_PAGE TEXT_
* START *

7

What is the option to enable orc indexing from spark?

          df
            .write()
            .option("mode", "DROPMALFORMED")
            .option("compression", "snappy")
            .mode("overwrite")
            .format("orc")
            .option("index", "user_id")
            .save(...);

I'm making up .option("index", uid), what would I have to put there to index column "user_id" from orc.

ForeverConfused
  • 1,607
  • 3
  • 26
  • 41

2 Answers2

2

Have you tried : .partitionBy("user_id") ?

 df
        .write()
        .option("mode", "DROPMALFORMED")
        .option("compression", "snappy")
        .mode("overwrite")
        .format("orc")
        .partitionBy("user_id")
        .save(...)
Malik Fassi
  • 488
  • 1
  • 10
  • 25
  • I think partitionBy will create a new file per user, rather than create an index. But you're only one that answered so I give you the bounty. – ForeverConfused Nov 09 '17 at 11:26
  • @ForeverConfused i am researching on this. Will let you know soon. – loneStar Nov 09 '17 at 21:41
  • @Achyuth, have you found any approach to create index in ORC file? I found nothing till today. It seems to me the only way to leverage index in ORC file is using Hive. Please correct me if it's wrong. Thanks! – James Gan Feb 26 '18 at 19:45
  • @JamesGan Thats true, The file is already indexed on many thing, stats collumn offset etc. The best way to achieve the performance is by creating an orc files which are around 200 to 300 mb. – loneStar Feb 26 '18 at 20:08
1

According to the original blogpost on bringing ORC support to Apache Spark, there is a configuration knob to turn on in your spark context to enable ORC indexes.

# enable filters in ORC
sqlContext.setConf("spark.sql.orc.filterPushdown", "true")

Reference: https://databricks.com/blog/2015/07/16/joint-blog-post-bringing-orc-support-into-apache-spark.html

louis_guitton
  • 5,105
  • 1
  • 31
  • 33

* END *

_EXERCISE MATERIALS_
* START *

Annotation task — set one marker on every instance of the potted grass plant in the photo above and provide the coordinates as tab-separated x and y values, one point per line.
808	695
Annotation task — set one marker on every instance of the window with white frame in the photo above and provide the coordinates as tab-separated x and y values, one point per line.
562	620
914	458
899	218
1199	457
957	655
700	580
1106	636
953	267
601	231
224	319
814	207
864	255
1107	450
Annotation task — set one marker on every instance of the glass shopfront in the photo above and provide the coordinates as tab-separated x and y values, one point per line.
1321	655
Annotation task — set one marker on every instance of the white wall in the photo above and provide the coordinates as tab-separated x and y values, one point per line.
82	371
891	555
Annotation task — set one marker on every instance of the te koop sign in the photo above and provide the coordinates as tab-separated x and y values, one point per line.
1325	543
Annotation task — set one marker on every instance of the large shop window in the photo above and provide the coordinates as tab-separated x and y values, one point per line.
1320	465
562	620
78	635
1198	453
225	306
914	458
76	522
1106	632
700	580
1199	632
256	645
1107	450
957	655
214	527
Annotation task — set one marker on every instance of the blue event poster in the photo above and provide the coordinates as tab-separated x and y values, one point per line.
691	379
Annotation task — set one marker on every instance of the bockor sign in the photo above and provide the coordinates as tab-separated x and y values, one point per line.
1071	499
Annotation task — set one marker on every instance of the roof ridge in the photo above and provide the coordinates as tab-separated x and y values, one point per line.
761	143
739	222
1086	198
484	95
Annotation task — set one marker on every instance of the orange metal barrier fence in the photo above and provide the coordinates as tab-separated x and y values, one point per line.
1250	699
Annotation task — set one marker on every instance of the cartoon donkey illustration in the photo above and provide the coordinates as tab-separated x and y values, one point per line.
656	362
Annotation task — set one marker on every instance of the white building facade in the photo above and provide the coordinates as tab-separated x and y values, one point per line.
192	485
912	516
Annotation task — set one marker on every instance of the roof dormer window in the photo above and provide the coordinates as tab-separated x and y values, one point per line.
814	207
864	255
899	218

* END *

_THE TASKS_
[1] From the thread on ORC indexing in Spark, transcribe the passage starting at "According to the" and ending at "enable ORC indexes.".
[2] Reproduce the lines of the records starting at the line that contains "the roof dormer" and ending at the last line of the records, with "dormer window" changed to "attic window" and nothing else altered.
The records bear no relation to the thread on ORC indexing in Spark.

_ANSWERS PROVIDED_
[1]
According to the original blogpost on bringing ORC support to Apache Spark, there is a configuration knob to turn on in your spark context to enable ORC indexes.

[2]
Annotation task — set one marker on every instance of the roof attic window in the photo above and provide the coordinates as tab-separated x and y values, one point per line.
814	207
864	255
899	218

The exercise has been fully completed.